Copy the records below word for word, from their first line down to and including the line containing "51,300 -> 72,306".

+-------+

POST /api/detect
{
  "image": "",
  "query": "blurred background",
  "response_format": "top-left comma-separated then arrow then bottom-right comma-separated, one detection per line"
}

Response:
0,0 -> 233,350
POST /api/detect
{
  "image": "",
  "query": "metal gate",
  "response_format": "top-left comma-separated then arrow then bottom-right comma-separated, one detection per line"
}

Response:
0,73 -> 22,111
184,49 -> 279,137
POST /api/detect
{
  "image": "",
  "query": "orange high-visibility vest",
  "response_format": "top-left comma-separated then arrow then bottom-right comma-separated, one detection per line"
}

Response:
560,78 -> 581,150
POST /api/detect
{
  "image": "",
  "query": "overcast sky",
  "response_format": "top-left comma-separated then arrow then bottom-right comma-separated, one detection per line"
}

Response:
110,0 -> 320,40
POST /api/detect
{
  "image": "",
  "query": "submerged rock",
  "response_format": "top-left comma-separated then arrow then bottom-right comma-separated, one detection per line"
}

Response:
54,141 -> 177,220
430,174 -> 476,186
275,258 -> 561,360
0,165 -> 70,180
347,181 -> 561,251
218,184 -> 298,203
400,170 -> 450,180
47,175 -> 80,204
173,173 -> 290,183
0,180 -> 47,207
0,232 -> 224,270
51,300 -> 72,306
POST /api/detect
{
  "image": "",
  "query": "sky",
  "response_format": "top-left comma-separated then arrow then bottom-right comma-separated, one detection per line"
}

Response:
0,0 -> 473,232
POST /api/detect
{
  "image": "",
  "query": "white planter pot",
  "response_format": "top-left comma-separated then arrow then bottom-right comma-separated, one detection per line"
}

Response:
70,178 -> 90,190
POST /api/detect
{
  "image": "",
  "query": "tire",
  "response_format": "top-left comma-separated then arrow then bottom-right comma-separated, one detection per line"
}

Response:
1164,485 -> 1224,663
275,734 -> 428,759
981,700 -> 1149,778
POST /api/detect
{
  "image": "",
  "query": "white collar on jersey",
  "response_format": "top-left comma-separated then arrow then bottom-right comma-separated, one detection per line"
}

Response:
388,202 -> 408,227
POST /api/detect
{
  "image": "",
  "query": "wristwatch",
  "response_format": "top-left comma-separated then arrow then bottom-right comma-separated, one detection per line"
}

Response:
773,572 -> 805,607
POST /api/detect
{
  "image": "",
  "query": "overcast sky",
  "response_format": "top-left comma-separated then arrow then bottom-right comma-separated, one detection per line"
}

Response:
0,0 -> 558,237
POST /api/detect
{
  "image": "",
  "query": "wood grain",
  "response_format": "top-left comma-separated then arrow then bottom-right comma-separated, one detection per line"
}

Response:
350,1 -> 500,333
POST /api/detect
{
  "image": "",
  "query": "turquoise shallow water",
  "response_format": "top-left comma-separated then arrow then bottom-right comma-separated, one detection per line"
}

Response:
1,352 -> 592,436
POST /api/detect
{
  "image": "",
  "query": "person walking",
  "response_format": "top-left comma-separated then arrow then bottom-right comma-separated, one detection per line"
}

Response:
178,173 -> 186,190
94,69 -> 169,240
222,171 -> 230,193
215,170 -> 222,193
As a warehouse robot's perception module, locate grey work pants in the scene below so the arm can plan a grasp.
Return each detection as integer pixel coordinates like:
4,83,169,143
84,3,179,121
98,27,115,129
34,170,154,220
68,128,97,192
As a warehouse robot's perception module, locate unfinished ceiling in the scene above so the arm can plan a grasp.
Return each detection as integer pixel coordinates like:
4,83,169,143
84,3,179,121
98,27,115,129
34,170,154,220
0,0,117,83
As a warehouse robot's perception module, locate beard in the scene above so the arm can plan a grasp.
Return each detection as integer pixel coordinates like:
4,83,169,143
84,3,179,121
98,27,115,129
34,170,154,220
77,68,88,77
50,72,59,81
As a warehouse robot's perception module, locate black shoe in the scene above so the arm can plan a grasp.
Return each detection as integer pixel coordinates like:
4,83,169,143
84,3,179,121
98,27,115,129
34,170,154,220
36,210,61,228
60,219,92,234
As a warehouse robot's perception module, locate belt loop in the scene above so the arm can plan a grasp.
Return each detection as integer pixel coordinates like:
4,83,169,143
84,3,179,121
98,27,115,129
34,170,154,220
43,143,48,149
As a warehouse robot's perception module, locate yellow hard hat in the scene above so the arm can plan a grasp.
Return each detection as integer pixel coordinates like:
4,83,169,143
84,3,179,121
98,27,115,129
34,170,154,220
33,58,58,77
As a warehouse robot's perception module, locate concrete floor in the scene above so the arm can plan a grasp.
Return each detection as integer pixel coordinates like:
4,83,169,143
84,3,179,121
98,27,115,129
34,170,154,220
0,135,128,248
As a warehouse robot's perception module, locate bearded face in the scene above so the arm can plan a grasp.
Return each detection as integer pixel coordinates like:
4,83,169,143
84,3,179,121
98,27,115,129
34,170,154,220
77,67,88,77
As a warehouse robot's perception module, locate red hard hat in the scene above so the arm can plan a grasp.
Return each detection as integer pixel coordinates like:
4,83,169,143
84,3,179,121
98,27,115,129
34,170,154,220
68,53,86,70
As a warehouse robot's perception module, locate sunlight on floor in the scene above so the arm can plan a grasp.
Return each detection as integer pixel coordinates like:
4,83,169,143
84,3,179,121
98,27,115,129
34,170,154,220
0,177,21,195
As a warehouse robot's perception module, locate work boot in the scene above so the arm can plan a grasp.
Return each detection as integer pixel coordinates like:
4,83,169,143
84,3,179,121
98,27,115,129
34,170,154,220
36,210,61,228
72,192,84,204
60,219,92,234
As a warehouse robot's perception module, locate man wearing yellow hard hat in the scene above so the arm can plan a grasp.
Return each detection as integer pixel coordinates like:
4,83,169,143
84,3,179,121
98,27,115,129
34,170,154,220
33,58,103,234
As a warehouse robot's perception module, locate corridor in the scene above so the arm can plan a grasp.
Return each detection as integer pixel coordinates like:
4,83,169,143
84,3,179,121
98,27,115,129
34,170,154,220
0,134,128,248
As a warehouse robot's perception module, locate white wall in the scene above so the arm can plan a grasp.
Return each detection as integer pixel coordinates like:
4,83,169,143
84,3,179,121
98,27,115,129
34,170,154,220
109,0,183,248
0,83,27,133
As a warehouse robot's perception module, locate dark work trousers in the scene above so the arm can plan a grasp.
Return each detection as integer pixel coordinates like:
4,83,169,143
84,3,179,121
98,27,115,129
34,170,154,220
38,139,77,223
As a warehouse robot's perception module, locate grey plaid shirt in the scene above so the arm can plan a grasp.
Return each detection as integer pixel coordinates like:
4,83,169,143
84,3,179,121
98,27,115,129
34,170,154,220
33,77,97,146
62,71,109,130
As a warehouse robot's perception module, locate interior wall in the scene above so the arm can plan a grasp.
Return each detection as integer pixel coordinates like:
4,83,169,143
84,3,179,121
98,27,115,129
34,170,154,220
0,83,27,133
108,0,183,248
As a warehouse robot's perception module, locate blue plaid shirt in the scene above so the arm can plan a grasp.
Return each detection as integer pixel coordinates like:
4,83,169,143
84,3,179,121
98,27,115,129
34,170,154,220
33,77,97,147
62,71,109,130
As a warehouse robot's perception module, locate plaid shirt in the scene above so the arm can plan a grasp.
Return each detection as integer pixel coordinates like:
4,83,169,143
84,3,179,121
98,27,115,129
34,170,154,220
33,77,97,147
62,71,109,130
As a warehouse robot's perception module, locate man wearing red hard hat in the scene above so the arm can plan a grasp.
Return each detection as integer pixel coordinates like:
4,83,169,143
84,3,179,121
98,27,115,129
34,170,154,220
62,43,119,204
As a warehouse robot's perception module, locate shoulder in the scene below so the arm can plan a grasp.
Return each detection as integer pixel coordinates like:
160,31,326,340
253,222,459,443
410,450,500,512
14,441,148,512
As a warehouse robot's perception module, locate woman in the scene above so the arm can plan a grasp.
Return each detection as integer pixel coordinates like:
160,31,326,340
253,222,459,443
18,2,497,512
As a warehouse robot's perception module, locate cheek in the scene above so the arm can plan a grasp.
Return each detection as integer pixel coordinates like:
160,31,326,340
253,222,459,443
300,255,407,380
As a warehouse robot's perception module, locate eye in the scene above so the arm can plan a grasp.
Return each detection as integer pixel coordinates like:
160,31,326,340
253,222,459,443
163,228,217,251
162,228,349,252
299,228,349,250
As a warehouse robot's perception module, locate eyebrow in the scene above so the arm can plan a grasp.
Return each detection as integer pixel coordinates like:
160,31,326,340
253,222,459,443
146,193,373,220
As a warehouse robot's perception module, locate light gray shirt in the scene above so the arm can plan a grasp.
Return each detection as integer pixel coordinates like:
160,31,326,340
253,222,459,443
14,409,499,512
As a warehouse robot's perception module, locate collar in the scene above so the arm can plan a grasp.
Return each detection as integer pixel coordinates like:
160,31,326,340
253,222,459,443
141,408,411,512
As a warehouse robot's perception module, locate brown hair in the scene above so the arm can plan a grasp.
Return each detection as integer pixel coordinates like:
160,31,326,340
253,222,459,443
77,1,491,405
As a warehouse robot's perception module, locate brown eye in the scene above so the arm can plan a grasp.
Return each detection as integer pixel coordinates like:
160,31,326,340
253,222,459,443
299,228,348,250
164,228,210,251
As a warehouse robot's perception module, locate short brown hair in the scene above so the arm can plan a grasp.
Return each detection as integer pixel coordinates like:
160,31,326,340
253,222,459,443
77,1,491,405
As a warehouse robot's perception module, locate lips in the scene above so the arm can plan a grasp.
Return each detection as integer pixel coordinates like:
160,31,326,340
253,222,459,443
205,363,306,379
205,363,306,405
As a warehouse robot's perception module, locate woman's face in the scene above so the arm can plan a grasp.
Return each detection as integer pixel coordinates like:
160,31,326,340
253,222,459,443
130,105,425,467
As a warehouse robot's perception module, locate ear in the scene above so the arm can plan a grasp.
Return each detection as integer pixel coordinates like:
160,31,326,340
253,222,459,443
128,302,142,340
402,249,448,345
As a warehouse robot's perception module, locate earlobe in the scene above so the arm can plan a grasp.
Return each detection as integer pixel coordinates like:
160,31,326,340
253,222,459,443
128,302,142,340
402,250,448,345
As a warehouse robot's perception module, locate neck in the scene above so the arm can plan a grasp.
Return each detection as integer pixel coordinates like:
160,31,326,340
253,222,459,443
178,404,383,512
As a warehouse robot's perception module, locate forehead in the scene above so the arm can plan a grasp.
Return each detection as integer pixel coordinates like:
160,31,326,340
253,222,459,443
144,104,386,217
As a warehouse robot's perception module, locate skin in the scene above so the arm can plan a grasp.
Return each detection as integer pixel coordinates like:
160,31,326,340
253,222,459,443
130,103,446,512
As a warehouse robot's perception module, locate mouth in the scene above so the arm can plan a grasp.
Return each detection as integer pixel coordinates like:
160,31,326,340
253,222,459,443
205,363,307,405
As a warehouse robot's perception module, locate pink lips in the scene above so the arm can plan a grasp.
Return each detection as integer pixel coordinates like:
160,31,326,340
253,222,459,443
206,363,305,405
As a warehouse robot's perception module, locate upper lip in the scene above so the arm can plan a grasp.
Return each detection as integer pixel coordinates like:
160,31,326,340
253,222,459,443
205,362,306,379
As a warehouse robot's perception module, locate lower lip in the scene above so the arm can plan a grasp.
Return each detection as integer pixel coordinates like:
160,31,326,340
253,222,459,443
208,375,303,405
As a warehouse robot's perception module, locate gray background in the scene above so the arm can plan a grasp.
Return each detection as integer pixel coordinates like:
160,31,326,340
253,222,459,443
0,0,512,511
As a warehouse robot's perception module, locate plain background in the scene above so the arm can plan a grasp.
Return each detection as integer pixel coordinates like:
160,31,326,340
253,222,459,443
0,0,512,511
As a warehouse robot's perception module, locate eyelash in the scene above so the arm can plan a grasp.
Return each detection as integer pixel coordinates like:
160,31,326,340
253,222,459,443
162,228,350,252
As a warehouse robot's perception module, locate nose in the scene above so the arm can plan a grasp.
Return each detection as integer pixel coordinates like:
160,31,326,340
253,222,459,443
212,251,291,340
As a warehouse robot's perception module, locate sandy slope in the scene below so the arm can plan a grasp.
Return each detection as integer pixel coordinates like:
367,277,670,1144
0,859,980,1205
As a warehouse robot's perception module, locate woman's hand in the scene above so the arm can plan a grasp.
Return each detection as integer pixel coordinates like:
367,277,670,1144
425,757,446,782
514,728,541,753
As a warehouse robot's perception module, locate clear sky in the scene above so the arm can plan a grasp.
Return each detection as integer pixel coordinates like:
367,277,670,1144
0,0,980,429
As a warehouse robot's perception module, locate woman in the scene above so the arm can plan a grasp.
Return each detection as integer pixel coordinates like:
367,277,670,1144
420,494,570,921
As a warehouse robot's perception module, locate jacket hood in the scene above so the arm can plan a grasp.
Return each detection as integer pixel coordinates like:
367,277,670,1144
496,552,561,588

+-------+

_Written solution:_
POST /api/detect
{
  "image": "",
  "query": "blurred background",
  "response_format": "top-left comma-separated then arrow then bottom-right comma-separated, one detection per line"
}

Response:
0,0 -> 233,350
POST /api/detect
{
  "image": "",
  "query": "metal gate",
  "response_format": "top-left comma-separated then arrow then bottom-right comma-separated, one detection per line"
}

Response:
0,73 -> 22,111
184,49 -> 279,137
POST /api/detect
{
  "image": "",
  "query": "orange high-visibility vest",
  "response_format": "top-left comma-separated then arrow then bottom-right comma-separated, one detection per line"
}

Response:
560,78 -> 581,150
POST /api/detect
{
  "image": "",
  "query": "overcast sky",
  "response_format": "top-left comma-separated then arrow then bottom-right comma-separated, one detection per line"
}

Response:
110,0 -> 320,40
POST /api/detect
{
  "image": "",
  "query": "submerged rock",
  "response_format": "top-left comma-separated then arrow then bottom-right comma-separated, one detection per line"
}

Response:
54,141 -> 177,220
430,174 -> 476,186
275,258 -> 561,360
0,165 -> 70,180
347,181 -> 561,251
218,184 -> 298,203
400,170 -> 450,180
47,175 -> 80,204
173,173 -> 290,183
0,180 -> 47,207
0,232 -> 224,270
51,300 -> 72,306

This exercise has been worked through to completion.